» WHAT THE TASK ASKS
Extract every line of the rows below that contains the word "large". Case counts.

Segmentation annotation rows
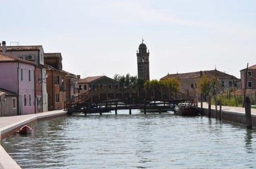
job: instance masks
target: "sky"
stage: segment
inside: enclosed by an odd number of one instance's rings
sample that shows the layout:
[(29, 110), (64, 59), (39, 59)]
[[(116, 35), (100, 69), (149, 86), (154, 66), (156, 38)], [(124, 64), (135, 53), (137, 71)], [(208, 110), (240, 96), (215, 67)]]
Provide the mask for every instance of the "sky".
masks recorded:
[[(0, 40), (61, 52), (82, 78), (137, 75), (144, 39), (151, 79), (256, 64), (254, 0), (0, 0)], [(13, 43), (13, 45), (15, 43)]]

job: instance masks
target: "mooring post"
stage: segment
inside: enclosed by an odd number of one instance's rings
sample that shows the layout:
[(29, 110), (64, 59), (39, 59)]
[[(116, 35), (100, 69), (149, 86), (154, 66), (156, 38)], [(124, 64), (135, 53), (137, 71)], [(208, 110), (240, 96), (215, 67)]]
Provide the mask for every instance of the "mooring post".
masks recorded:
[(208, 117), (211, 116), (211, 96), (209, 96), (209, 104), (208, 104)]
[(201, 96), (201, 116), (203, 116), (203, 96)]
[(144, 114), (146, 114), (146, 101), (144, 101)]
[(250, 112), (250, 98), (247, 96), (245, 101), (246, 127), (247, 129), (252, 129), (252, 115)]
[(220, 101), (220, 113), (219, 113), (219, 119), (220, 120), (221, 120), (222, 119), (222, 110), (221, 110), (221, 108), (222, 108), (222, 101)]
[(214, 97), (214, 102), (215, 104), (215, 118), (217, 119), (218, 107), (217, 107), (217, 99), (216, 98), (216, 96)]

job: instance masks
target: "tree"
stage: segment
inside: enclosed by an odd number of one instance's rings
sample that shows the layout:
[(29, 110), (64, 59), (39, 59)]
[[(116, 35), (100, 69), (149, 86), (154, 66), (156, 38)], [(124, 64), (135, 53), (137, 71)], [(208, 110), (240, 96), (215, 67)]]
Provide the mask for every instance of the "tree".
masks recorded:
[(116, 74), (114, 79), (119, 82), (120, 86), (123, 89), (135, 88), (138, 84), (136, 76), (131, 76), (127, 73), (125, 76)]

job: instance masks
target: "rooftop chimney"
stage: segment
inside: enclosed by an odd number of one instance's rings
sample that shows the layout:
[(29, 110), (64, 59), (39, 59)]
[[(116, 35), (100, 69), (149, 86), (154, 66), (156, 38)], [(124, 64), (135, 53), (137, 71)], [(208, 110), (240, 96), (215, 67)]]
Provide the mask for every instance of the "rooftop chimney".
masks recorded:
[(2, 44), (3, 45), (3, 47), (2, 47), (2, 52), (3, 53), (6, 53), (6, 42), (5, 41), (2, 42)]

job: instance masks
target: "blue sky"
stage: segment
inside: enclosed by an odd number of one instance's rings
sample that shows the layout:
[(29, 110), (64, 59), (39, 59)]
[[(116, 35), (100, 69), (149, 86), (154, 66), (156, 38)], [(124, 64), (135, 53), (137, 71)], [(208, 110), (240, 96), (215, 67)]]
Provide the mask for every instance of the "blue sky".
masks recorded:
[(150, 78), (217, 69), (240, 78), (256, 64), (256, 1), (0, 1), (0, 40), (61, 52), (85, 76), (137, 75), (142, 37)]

---

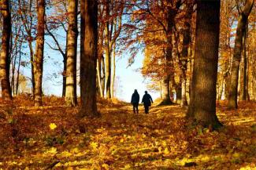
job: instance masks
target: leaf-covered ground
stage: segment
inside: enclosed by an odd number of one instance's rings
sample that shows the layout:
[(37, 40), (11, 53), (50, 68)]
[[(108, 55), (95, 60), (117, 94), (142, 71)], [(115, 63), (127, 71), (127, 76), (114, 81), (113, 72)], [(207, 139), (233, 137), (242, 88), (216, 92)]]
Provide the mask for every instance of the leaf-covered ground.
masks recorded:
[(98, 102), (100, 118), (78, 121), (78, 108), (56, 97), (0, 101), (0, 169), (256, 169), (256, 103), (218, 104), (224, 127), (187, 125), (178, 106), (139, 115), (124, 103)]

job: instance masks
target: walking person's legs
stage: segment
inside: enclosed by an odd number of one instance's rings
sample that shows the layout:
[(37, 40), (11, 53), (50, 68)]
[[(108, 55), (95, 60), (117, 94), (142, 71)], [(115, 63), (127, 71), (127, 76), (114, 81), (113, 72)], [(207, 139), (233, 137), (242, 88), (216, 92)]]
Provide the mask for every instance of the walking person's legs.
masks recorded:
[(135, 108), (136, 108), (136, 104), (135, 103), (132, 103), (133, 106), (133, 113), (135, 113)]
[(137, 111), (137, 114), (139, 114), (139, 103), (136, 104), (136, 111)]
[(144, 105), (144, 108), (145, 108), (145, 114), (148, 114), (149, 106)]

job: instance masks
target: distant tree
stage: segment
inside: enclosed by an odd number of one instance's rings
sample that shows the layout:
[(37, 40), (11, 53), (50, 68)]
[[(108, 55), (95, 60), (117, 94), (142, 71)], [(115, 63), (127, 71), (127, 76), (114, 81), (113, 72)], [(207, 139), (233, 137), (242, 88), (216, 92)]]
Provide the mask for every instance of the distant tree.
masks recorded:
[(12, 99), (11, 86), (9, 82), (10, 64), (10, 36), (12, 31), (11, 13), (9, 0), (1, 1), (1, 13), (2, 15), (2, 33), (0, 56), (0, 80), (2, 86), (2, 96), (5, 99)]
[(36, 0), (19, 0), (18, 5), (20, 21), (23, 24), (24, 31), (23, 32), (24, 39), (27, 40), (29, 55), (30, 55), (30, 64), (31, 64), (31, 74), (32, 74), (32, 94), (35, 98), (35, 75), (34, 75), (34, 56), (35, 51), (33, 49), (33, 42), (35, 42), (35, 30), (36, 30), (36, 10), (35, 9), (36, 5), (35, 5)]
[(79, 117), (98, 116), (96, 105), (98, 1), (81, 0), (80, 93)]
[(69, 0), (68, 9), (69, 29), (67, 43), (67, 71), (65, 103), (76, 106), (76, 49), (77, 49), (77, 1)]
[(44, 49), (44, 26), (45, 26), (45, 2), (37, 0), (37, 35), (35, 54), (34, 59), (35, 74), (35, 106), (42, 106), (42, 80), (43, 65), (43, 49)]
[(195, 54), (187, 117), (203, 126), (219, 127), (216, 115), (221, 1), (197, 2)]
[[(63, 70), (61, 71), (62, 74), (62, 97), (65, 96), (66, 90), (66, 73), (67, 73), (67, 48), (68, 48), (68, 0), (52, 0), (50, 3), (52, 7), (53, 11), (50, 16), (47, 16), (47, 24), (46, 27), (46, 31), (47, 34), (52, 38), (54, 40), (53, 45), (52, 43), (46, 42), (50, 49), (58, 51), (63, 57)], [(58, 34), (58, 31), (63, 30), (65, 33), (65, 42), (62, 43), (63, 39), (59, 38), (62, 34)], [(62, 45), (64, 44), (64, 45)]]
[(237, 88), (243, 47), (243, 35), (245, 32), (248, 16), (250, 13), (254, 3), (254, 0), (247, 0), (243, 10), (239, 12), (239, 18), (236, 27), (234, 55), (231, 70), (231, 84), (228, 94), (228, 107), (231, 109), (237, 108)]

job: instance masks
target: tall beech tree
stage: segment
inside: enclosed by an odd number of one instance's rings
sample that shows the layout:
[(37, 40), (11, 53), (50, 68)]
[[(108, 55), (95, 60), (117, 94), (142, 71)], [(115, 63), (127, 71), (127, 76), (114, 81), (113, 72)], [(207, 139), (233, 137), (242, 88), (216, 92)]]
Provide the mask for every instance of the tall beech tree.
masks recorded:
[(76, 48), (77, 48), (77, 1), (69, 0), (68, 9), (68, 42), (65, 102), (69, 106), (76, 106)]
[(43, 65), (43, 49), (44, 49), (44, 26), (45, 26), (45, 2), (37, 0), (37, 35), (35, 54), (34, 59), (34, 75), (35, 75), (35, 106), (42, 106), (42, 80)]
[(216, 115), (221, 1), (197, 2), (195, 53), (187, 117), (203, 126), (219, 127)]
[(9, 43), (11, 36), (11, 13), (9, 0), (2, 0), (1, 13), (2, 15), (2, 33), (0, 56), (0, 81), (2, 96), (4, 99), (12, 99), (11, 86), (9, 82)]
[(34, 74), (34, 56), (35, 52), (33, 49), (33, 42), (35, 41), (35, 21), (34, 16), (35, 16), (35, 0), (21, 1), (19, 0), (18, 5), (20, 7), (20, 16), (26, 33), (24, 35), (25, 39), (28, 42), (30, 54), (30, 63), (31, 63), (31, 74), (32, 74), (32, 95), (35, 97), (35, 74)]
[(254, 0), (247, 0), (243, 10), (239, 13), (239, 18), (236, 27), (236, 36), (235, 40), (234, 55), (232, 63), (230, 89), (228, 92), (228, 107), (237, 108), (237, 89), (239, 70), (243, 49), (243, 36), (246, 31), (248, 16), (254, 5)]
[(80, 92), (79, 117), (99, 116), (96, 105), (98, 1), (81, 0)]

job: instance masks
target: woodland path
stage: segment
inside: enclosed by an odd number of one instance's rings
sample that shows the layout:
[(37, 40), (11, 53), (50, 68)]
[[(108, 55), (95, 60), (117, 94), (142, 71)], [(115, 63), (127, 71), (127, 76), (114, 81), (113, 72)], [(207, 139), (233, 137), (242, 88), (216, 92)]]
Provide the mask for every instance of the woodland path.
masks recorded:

...

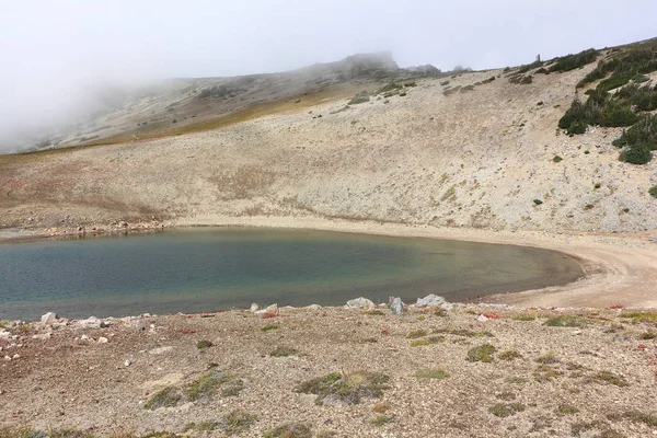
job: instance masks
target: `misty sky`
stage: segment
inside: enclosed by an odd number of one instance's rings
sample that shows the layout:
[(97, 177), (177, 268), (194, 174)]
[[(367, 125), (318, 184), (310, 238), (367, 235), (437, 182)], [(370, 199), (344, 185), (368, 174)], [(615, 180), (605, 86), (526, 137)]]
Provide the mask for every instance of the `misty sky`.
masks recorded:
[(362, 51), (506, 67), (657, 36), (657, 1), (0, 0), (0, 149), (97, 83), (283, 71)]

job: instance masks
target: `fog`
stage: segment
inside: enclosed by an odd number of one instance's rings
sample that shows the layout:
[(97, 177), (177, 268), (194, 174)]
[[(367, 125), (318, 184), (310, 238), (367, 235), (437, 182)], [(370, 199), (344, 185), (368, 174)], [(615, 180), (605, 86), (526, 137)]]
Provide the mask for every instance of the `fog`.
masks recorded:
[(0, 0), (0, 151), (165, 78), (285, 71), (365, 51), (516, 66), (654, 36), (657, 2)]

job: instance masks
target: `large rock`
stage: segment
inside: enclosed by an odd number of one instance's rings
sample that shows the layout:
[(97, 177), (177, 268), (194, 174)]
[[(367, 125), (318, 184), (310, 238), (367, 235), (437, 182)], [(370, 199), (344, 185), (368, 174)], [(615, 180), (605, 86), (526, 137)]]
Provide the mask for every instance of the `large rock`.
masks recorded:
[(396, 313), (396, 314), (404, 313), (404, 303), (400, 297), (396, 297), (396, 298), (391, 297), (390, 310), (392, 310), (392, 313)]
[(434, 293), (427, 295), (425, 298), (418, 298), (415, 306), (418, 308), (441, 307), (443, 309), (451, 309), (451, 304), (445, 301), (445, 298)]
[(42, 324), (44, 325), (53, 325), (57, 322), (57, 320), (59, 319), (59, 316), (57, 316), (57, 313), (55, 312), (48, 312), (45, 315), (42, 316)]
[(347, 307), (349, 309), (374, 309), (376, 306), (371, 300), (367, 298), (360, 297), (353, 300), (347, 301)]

» EXERCISE ANSWER
target: `large rock`
Provide the mask for every instance of the `large rock`.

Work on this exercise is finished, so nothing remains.